* _Given data_
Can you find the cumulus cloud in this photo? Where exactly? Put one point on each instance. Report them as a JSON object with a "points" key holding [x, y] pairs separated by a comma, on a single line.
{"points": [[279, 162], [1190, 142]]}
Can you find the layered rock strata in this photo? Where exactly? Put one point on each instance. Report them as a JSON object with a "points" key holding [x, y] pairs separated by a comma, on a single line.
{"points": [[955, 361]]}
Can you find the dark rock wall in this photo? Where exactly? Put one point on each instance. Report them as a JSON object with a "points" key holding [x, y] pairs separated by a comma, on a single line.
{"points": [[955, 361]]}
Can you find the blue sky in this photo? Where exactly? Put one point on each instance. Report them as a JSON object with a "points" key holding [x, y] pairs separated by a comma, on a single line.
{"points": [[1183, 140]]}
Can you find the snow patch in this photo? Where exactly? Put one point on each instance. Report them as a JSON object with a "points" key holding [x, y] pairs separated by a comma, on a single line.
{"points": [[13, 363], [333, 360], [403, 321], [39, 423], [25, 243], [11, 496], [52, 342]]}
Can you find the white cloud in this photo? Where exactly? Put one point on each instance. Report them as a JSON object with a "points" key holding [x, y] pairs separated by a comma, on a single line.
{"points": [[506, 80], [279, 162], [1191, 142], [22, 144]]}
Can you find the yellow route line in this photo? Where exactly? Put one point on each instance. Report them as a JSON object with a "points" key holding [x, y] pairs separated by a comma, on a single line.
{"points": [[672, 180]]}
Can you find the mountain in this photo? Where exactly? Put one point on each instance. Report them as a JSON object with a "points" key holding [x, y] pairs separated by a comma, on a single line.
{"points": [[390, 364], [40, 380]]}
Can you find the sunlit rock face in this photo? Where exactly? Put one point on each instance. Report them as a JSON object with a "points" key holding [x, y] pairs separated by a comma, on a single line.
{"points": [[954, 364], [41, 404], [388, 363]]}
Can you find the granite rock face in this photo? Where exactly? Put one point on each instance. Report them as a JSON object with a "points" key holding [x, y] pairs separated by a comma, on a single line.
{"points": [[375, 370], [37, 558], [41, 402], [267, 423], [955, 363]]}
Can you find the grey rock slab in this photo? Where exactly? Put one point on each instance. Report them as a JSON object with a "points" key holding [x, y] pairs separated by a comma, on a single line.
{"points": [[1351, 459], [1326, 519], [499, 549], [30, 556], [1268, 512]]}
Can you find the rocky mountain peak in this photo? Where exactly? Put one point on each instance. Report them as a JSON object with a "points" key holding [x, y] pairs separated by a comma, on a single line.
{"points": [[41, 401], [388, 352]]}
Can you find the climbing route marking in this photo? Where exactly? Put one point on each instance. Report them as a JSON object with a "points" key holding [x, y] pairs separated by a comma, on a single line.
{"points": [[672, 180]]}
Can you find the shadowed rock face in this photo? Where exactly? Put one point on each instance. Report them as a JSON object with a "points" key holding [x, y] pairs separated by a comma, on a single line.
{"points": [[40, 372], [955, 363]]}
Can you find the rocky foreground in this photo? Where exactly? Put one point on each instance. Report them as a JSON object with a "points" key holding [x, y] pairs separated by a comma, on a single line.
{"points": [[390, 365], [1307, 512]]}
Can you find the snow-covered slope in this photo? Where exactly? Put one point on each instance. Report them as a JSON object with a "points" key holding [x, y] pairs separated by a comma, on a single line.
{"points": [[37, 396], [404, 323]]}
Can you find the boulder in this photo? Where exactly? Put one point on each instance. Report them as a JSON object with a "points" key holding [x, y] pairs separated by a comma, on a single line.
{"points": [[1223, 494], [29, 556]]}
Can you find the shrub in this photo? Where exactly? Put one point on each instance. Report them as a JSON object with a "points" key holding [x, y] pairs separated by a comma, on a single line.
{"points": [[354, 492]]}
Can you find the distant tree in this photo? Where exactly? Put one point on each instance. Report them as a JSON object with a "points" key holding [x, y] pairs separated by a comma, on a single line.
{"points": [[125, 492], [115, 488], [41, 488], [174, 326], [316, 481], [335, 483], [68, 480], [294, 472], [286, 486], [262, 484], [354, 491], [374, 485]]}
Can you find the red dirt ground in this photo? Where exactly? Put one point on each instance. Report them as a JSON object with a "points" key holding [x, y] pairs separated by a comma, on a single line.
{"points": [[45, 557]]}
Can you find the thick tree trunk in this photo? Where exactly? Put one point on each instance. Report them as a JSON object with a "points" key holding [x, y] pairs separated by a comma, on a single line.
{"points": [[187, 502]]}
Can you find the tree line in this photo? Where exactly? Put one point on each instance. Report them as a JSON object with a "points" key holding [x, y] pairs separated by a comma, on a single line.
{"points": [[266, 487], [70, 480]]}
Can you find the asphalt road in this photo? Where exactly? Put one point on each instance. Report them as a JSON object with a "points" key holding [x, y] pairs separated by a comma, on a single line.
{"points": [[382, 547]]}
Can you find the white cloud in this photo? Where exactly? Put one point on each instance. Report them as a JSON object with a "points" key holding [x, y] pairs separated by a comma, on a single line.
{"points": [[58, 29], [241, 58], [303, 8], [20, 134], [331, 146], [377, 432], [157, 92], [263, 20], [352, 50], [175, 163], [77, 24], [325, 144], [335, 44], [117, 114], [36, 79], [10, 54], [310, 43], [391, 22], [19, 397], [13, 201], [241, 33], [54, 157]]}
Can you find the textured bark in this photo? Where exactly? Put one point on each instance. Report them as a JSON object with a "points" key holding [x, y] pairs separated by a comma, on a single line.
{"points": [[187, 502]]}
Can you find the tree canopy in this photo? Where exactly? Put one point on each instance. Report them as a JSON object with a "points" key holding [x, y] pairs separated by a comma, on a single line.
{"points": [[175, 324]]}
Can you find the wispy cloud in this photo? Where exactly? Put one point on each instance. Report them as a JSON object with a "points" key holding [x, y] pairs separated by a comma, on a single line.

* _Directions_
Copy the data above in full, character for character.

* _Solved problem_
Can you find the cumulus cloud in this photo? Where exactly? Put one point on each instance. Report them as a JSON object with a "points" key holding [x, y] pairs separated by a comma, on a single line.
{"points": [[279, 162], [1190, 142]]}
Can you find the layered rock strata in this photo? Where exactly? Put one point on each instance. Report them as a JSON object with a "points" key holding [x, y] pairs separated by a comma, on a single line.
{"points": [[955, 361]]}
Can you find the dark rock wall in this photo? Where exactly? Put one point on each instance. Report them as a JSON object with a "points" key holding [x, y] pairs separated by a comma, on a single line.
{"points": [[955, 361]]}
Can you find the blue sky in this photo? Where exactly? Put one point on each instance. Report them as a JSON object with a "points" key holding [x, y] pairs separated by a comma, on a single line.
{"points": [[1183, 140]]}
Can you find the snow patch in this photo? Where exactly? Put one point on each instance. Report them as a JSON object with a "points" key holding [x, y] pairs separated by a comma, on a single line.
{"points": [[13, 363], [333, 360], [403, 321], [39, 423], [25, 243], [11, 496], [52, 342]]}
Can you find the white cloud in this photo? Where exactly? Put one point on each instance. Report them as a JSON object with a "points" key holding [x, y] pairs separated by a comma, on a single line.
{"points": [[506, 80], [279, 162], [1191, 142], [22, 144]]}
Can you find the yellow route line in this photo? Where exactly? Put one point on each instance. Report them as a JSON object with a "points" key holding [x, y] pairs separated by a comma, on a single line.
{"points": [[672, 180]]}
Can you find the mountain in this photo? Where exactly? Put one point on each instance. Report them as a JSON object with a "points" key holding [x, y] pairs separated by a comma, on a single line.
{"points": [[390, 364], [40, 380]]}
Can you find the sunlit rock face in this photo? Where exactly? Put one point on each instance. Report them as a JSON object with a "points" key holding [x, y] pairs separated by a comma, on a single line.
{"points": [[954, 364], [41, 404], [388, 363]]}
Can you find the granite rock face in this photo? Where exactly? Put one point on each instance. Report them as a JSON object with a "points" key holding [x, y] pairs separated by a comma, on a single line.
{"points": [[375, 370], [37, 558], [41, 402], [267, 423], [955, 363]]}
Can you find the grey rock slab in this photo? Where exactly? Put one point on each instance. Report them as a JSON object with a "points" key holding [x, y] pairs separated by a comma, on a single line.
{"points": [[1351, 459], [1326, 519], [499, 549], [30, 556], [1268, 512]]}
Can you find the rocky mountain peak in this photo? Where exactly? Put one point on each instance. Report them as a JSON object with a "points" key holding [x, y] pairs separated by a comma, on a single line.
{"points": [[41, 401], [388, 352]]}
Can you find the climbing route marking in this photo? Where exactly? Put one point on each instance. Report them as a JSON object with a "points" key holding [x, y] pairs separated by a comma, on a single line.
{"points": [[672, 180]]}
Can you find the shadowed rock face in this photo? Where exactly? Put one point on each instance. Report them as a JSON object with a "points" key holding [x, y] pairs separated by a comma, on a single line.
{"points": [[40, 372], [955, 363]]}
Can you find the rocky foreground in this photo? Where exactly? Put one point on each instance. Report them as a JSON object with a "points" key holding [x, y] pairs separated by a comma, on a single line.
{"points": [[390, 365], [1307, 512]]}
Can you find the snow-covered slope in this photo? Where exactly? Put one point on each instance. Report them as a JSON object with a "points" key holding [x, y] pairs separated by a comma, on a single line.
{"points": [[37, 396], [404, 323]]}
Can you find the boulder in this photo? Where exactly? Put one point on each instance. Report them as a JSON object with a "points" key holding [x, y] pairs separated by a comma, on a single line.
{"points": [[1223, 494], [29, 556]]}
Can you find the shrub in this photo? Where exactly? Put one point on each instance. Report them as a JSON object with a "points" key holding [x, y] pairs separated by a comma, on a single line.
{"points": [[354, 492]]}
Can you find the distant tree in this photo? Where exactly? Put one point on each instance. Report them as a JSON object with a "points" key holding [x, y] pairs separated by a comma, on a single line.
{"points": [[125, 492], [115, 488], [41, 488], [174, 326], [316, 481], [335, 483], [68, 480], [294, 472], [286, 486], [262, 484], [354, 491], [374, 485]]}
Can you find the red dirt ground in this photo? Where exactly? Put one point on each instance. Report them as a JSON object with a "points" key holding [x, y] pairs separated by a comma, on a single line.
{"points": [[45, 557]]}
Can you find the thick tree trunk in this photo? Where exactly? Put one point on each instance. Report them as a JSON object with a "points" key holding [x, y] pairs separated by a comma, on a single line.
{"points": [[187, 502]]}
Can you find the tree line in this photo? Where exactly? Put one point on each instance. Report them as a JSON object with a "points" key holding [x, y] pairs separated by a comma, on a single line.
{"points": [[266, 487], [70, 480]]}
Can you find the asphalt road in this photo? Where exactly? Put one point on each instance. Report them as a JSON object with a "points" key holding [x, y] pairs separated by a comma, on a single line.
{"points": [[382, 547]]}
Can you find the white cloud in this photo? Where exactly? Put one point on each instance. Report them as a JSON object with a "points" key holding [x, y] pairs separated by a comma, on a single line.
{"points": [[58, 29], [241, 58], [303, 8], [20, 134], [331, 146], [377, 432], [157, 92], [263, 20], [352, 50], [175, 163], [77, 24], [325, 144], [335, 44], [117, 114], [36, 79], [10, 54], [310, 43], [391, 22], [19, 397], [13, 201], [241, 33], [54, 157]]}
Can you find the textured bark in this photo? Where exactly? Put one point on each instance. Report them as a JSON object with a "points" key holding [x, y] pairs separated by a comma, on a single line.
{"points": [[187, 502]]}
Can you find the tree canopy in this photo? Where exactly? Put one point on each instance. Report them as a JSON object with a "points" key holding [x, y] pairs separated by a comma, on a single line.
{"points": [[175, 324]]}
Can you find the wispy cloud in this photo? Where exactly? Put one point on each instance. Report them as a JSON object with a "points" key holding [x, y] pairs separated by a comma, on a single line.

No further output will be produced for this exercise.